With the country being in lockdown to contain the spread of Covid-19, the Reserve Bank of India had announced a slew of measures last week, to tide over the economic fallouts. Among other measures, one measure that has brought a lot of cheer is the RBI allowing banks to grant a three months moratorium to their borrowers for term loans outstanding as on March 1, 2020.

What is it?

A moratorium period, the technical term for a repayment holiday, is basically a length of time during which a borrower gets time-off from his or her loan repayments. That is, you as a borrower need not start paying your instalments or interest dues if you are granted a moratorium. As per RBI’s announcement, borrowers stand to get a repayment holiday from loan dues for three months from March 1 to May 31, 2020. The RBI has allowed banks and other lenders to decide how they will structure this deferment. This includes all kinds of loans including personal and credit card dues.

Why is it important?

Moratorium period effectively allows a borrower to postpone repayment of liabilities and help in planning his/her finances better. As a practice, banks and other financial institutions offer moratoriums to students taking education loans. As there might be a time lag between students completing their studies and getting a job, student loans usually a built-in provision for repayment holiday.

____________________

*To do:*
1) According to the RBI loan moratorium text, which dates does the three-month repayment holiday cover?
2) Transcribe the RBI loan moratorium text, everything from "What is it?" down to "is it important?".
3) Pick up the RBI loan moratorium text after its final sentence and continue it.
The data below comes from a separate, unrelated source.

____________________

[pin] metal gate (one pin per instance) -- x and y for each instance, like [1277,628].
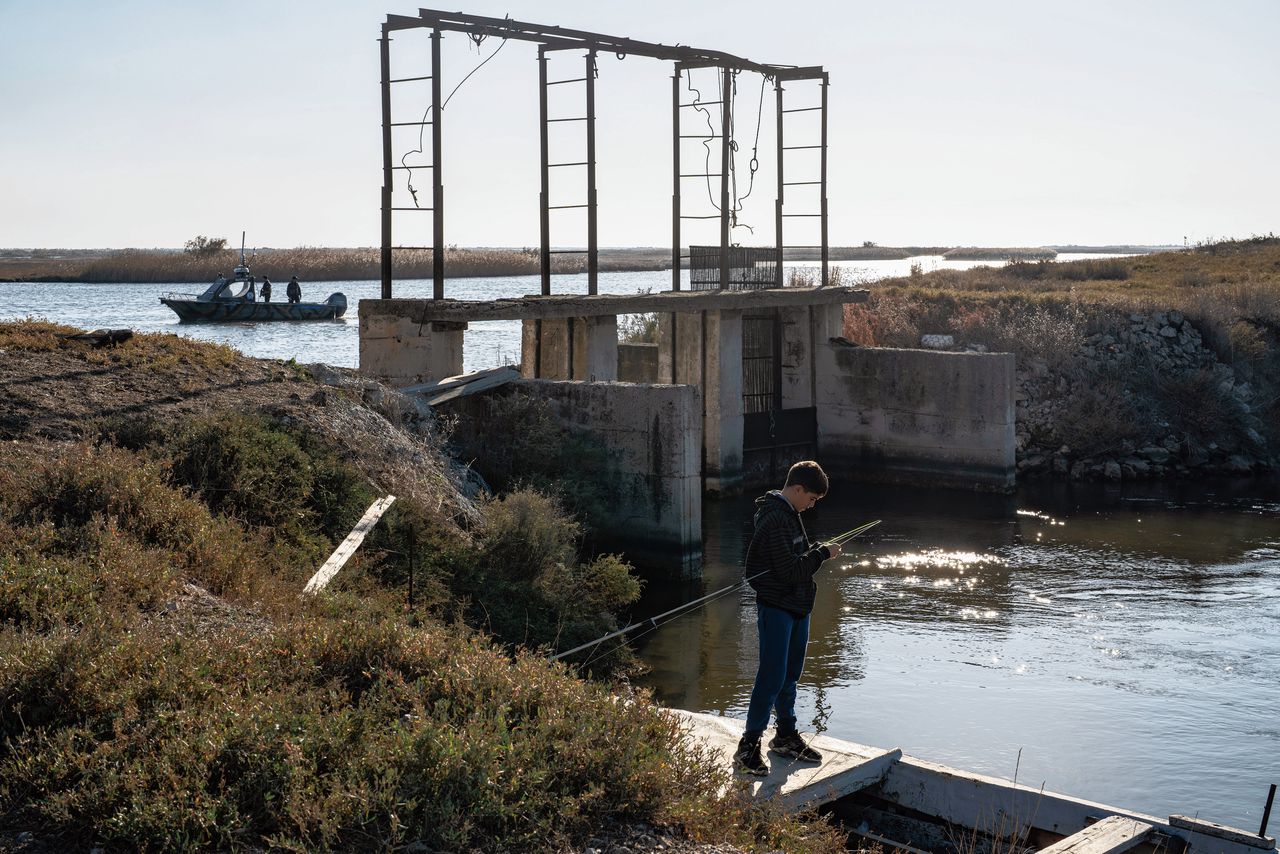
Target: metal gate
[771,434]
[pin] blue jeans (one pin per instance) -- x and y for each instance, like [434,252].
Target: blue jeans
[784,640]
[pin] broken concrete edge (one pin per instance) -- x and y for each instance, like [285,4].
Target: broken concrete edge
[539,307]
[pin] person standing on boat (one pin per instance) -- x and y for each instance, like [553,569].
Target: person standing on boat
[781,562]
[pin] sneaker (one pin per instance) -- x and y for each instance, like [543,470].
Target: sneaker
[748,758]
[791,745]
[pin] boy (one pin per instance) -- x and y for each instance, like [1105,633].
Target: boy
[785,561]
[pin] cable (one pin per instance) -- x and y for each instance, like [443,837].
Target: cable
[421,127]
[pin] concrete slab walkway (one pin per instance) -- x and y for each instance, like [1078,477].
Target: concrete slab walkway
[846,767]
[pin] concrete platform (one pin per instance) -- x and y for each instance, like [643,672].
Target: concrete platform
[846,767]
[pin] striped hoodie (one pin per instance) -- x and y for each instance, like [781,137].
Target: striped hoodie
[781,551]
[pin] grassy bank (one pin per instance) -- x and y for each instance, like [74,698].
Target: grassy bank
[310,264]
[163,685]
[1156,365]
[318,264]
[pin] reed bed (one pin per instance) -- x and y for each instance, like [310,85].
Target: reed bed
[310,264]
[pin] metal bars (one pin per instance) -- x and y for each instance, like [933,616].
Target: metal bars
[548,39]
[780,206]
[593,256]
[389,168]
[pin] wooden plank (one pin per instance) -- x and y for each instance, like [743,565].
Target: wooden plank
[348,546]
[483,384]
[1111,835]
[461,379]
[846,767]
[1221,831]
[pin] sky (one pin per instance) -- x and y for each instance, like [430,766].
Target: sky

____________________

*Answer section:*
1) March 1 to May 31, 2020.

2)
What is it?

A moratorium period, the technical term for a repayment holiday, is basically a length of time during which a borrower gets time-off from his or her loan repayments. That is, you as a borrower need not start paying your instalments or interest dues if you are granted a moratorium. As per RBI’s announcement, borrowers stand to get a repayment holiday from loan dues for three months from March 1 to May 31, 2020. The RBI has allowed banks and other lenders to decide how they will structure this deferment. This includes all kinds of loans including personal and credit card dues.

Why is it important?

3)
Similarly, some lenders offer moratoriums on home loans as well. For instance, SBI’s flexi home loan allows customer to pay only interest in the initial 3-5 years, after which flexible EMI payments begin. But in the current situation, banks are allowed to offer moratoriums on all kinds of loans for three months, without any such delay or default counting as a default or bad loan. Similarly, if you are running a business, in respect of working capital facilities, lending institutions are permitted to defer the recovery of interest applied (cash credit/overdraft) for this moratorium period.

While such repayment holidays are offered to give relief to the borrower, they come with a downside as well. Let’s consider the case of the current moratorium. While borrowers are not required to pay EMIs or interest till the end of moratorium period, the interest will continue to accrue on their loan amounts. Effectively, folks who avail of the moratorium will end up paying extra interest to the bank.

Why should I care?

If you are among the individuals whose income has taken a hit due to the virus outbreak and the impact of the lockdown, then the moratorium may be a godsend. Your non-payment of interest or principal amounts during these three months will not be considered as a defaults and will not affect your CIBIL score. However, the interest accrued during this period can come back to pinch your pocket when the moratorium ends. The interest can be particularly high for personal loans and credit cards.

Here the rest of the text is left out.